─── Supplied data

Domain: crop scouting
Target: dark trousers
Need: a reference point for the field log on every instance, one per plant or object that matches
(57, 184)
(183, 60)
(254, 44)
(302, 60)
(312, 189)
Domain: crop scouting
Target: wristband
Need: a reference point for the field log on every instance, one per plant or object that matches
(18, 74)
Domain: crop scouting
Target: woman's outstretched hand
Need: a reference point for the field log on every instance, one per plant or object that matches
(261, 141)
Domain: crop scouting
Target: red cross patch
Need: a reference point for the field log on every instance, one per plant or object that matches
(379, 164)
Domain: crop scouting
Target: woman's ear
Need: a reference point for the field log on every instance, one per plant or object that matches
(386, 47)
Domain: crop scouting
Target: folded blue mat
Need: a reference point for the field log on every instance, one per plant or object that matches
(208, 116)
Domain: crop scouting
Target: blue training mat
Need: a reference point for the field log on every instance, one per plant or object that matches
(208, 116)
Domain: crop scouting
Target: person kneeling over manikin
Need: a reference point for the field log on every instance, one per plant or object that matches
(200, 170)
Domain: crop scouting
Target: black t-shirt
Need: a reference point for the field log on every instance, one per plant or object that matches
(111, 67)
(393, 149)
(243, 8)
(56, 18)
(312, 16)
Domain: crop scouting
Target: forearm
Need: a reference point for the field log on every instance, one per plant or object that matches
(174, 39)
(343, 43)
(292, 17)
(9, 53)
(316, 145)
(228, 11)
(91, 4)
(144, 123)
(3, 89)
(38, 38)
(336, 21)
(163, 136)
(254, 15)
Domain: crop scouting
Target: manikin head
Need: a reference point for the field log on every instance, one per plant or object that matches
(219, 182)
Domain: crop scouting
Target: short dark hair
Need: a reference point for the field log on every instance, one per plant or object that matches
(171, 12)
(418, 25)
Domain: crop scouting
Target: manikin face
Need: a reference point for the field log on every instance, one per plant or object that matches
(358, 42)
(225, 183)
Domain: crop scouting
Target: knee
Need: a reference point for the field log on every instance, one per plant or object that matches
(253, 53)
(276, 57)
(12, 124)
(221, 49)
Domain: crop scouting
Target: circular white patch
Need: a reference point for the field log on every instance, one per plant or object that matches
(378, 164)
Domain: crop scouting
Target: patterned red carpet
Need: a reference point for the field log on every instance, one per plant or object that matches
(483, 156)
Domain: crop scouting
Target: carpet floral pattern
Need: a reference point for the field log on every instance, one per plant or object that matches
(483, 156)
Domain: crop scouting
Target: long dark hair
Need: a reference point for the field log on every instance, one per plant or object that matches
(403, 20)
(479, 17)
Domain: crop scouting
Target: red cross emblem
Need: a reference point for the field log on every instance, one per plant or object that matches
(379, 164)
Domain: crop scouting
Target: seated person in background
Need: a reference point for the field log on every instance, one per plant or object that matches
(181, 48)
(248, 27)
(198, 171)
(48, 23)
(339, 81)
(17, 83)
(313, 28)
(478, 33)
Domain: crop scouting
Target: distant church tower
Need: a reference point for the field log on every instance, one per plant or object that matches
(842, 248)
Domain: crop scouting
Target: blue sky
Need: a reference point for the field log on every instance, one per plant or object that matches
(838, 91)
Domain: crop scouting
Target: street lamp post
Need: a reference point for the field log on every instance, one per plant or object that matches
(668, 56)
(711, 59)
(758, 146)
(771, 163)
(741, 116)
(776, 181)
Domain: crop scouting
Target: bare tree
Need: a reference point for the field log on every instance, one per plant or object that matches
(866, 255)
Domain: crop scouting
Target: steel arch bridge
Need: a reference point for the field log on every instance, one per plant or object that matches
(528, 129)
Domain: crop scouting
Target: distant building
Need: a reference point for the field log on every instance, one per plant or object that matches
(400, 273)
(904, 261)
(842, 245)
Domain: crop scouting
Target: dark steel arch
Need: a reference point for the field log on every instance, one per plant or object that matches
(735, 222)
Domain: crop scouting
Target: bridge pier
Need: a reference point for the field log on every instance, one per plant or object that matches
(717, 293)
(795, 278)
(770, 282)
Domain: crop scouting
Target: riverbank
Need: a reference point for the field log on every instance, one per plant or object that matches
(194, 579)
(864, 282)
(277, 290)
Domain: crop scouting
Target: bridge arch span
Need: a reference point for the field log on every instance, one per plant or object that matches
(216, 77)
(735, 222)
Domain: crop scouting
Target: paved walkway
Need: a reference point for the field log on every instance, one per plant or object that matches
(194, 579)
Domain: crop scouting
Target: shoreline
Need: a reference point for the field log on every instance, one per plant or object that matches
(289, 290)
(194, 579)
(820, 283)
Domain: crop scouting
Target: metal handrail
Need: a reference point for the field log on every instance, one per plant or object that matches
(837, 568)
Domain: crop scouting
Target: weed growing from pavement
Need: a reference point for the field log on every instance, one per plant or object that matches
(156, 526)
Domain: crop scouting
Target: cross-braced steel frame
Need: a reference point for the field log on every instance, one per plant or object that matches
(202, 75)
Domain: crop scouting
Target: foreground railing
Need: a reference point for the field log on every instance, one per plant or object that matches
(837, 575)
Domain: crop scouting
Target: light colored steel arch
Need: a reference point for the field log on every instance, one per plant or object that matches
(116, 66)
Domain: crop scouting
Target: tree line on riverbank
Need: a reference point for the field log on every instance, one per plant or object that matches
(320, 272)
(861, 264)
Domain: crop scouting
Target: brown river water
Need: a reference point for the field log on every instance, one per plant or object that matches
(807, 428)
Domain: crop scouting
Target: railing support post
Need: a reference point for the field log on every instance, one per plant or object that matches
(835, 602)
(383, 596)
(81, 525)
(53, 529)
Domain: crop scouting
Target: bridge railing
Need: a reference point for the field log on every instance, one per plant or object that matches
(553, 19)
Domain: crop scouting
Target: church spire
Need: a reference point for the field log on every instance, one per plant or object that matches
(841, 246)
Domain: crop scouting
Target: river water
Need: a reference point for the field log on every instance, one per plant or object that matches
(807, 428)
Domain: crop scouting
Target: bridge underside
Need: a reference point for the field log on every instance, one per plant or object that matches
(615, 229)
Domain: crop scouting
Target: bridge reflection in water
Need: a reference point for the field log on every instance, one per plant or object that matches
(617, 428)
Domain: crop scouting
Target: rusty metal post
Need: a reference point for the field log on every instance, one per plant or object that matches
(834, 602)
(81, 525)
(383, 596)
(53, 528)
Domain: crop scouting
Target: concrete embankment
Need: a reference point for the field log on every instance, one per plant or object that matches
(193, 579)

──────

Exactly as shown, repeat every record.

| The response |
Domain: crop scouting
Target: dark trousers
Need: a reference point for the field log on every instance, one per plant or object that matches
(57, 184)
(183, 60)
(254, 44)
(302, 60)
(312, 189)
Domain: crop scouting
Target: wristband
Need: a reference point for the field log on every instance, one per plant or object that matches
(18, 74)
Domain: crop scouting
Target: woman's outstretched hand
Need: a reference point for the field log on every instance, one per plant or object that matches
(261, 141)
Domain: crop scouting
Target: red cross patch
Need: a reference point for the field log on every instance, one per plant or object that matches
(379, 164)
Domain: crop scouting
Target: woman's ear
Need: a reference point for the field log on every instance, one per plant or object that matches
(386, 47)
Domain: crop scouting
Target: folded blue mat
Need: a reference point for the field log on every instance, one per plant or object that matches
(208, 116)
Domain: crop scouting
Target: blue training mat
Need: a reference point for the field log on every instance, one per plant or object that matches
(208, 116)
Domain: crop scouting
Target: person kneeling over manikin
Need: a reference point for the field log on every instance, one per plant or object that matches
(200, 170)
Domain: crop scouting
Target: black t-shirt
Need: a reference point for the field log on every instance, one per plant or object that matches
(111, 67)
(393, 149)
(243, 8)
(56, 18)
(312, 16)
Domain: crop scouting
Target: forearm
Need: a reference point for the field log on every instance, one per plant or object that matches
(174, 39)
(343, 43)
(292, 17)
(9, 53)
(316, 145)
(228, 11)
(91, 4)
(144, 123)
(3, 89)
(38, 38)
(336, 21)
(163, 136)
(254, 15)
Domain: crop scouting
Target: manikin head
Need: a reference point for the field log on every instance, one per plant or object that matches
(219, 182)
Domain: crop scouting
Target: short dark hair
Need: a reference point for the field log on every instance, one per plant or object that matches
(171, 12)
(418, 25)
Domain: crop scouting
Target: manikin face
Need: a reference point for the field log on every instance, one per plant or object that matches
(358, 42)
(225, 183)
Domain: crop scouting
Target: knee
Need: a reference point for the field log on every instance, one per plant or object that matches
(253, 53)
(276, 57)
(12, 124)
(221, 49)
Domain: crop scouting
Target: circular white patch
Need: a reference point for the field log on every instance, one per plant or object that matches
(378, 164)
Domain: crop scouting
Target: patterned red carpet
Need: a reference point for the field log on every instance, one per plant or object that matches
(483, 156)
Domain: crop scouting
Target: carpet floral pattern
Need: a reference point for the field log on every instance, one per plant or object that matches
(483, 156)
Domain: crop scouting
Target: long dark hair
Need: a reference point for the field log on every instance, one per plant or object that matches
(403, 20)
(479, 17)
Domain: crop scouting
Target: red cross emblem
Need: a reference point for the field log on every instance, one per plant or object that matches
(379, 164)
Domain: crop scouting
Target: seated person in background
Need: a reference point for the field log on every instance, one per plant or object that matches
(181, 48)
(248, 27)
(198, 171)
(48, 23)
(339, 81)
(17, 83)
(313, 28)
(478, 33)
Domain: crop scouting
Target: distant church tower
Need: a reference point for the field log on every instance, one per plant or object that matches
(842, 248)
Domain: crop scouting
Target: blue sky
Need: a reference point for the field log on every instance, one per plant or object that matches
(838, 91)
Domain: crop scouting
Target: street lamp post
Need: a reference point for the field log on every instance, one per plant or object that matches
(668, 56)
(711, 59)
(758, 146)
(771, 163)
(741, 116)
(776, 181)
Domain: crop scouting
Target: bare tree
Need: a reference point for the field log on every instance, one per plant or object that matches
(866, 255)
Domain: crop scouting
Target: steel arch bridge
Need: a reference point for the field log on every instance, one per plant or object that matches
(528, 129)
Domain: crop scouting
Target: distant building
Need: a reference point for the field log on every instance, one per plant or object that matches
(400, 273)
(904, 261)
(842, 245)
Domain: crop scouting
Target: dark steel arch
Need: a reference point for the field log on every instance, one per plant or object that matches
(735, 222)
Domain: crop scouting
Target: bridge pier
Need: a reference point for the field log on every instance, one per plant or object that matches
(717, 293)
(795, 278)
(770, 282)
Domain: crop scouting
Target: riverbank
Need: a reference point for the field log on every instance, one per plant or object that matches
(194, 579)
(864, 282)
(277, 290)
Domain: crop scouting
Target: bridge arch span
Need: a reference point for the field log on every instance, one per plant or object that matches
(216, 77)
(735, 222)
Domain: crop scouting
Target: paved walkway
Need: a reference point for the field log on every instance, one per plant or object that matches
(194, 579)
Domain: crop scouting
Target: shoreline
Need: a reference point for the field log on every instance, one per plant or object that matches
(289, 290)
(194, 579)
(820, 283)
Domain: crop scouting
Target: metal handrail
Need: a reference point for the field log on every instance, one per plant or object that matches
(837, 568)
Domain: crop scouting
Target: weed growing from pavement
Need: a reference point for the field log on every instance, one per plant or object that matches
(156, 526)
Domain: crop scouting
Target: cross-braced steel frame
Need: a reference point for the field log on every instance, one per plant or object that matches
(202, 75)
Domain: crop scouting
Target: foreground railing
Need: a reference point for the field log on every instance, one per plant or object that matches
(837, 575)
Domain: crop scouting
Target: light colored steel arch
Need: a reference point for the field log on every instance, one per plant or object that matches
(116, 66)
Domain: crop scouting
Target: tree line on riverbank
Need: a reference point for the field log on every instance, one per plant or object that matches
(320, 272)
(861, 264)
Domain: crop scouting
Target: brown river water
Need: a reference point for the field log on every instance, one per plant or object that matches
(807, 428)
Domain: crop scouting
Target: railing support post
Need: a reference point for the field log on every instance, one per plant or object that matches
(835, 602)
(383, 596)
(81, 525)
(53, 529)
Domain: crop scouting
Target: bridge railing
Need: a reference point for the field log on every instance, one per plant or object that matches
(553, 19)
Domain: crop scouting
Target: church spire
Need: a reference point for the field log on every instance, one per plant or object that matches
(841, 246)
Domain: crop scouting
Target: river water
Need: a reference point for the field log on every instance, one per plant or object that matches
(807, 428)
Domain: crop scouting
Target: bridge underside
Need: a reference point for the field log on every instance, one per plant or object that matches
(615, 229)
Domain: crop scouting
Target: bridge reflection in water
Need: a reference point for the field log on every instance, one per plant or object that matches
(617, 428)
Domain: crop scouting
Target: rusty metal post
Need: a reference point for the field log on every instance, one per plant or object that matches
(834, 602)
(81, 525)
(383, 596)
(53, 528)
Domain: crop scouting
Target: concrete embankment
Need: a reference point for the field log on every instance, one per plant or object that matches
(193, 579)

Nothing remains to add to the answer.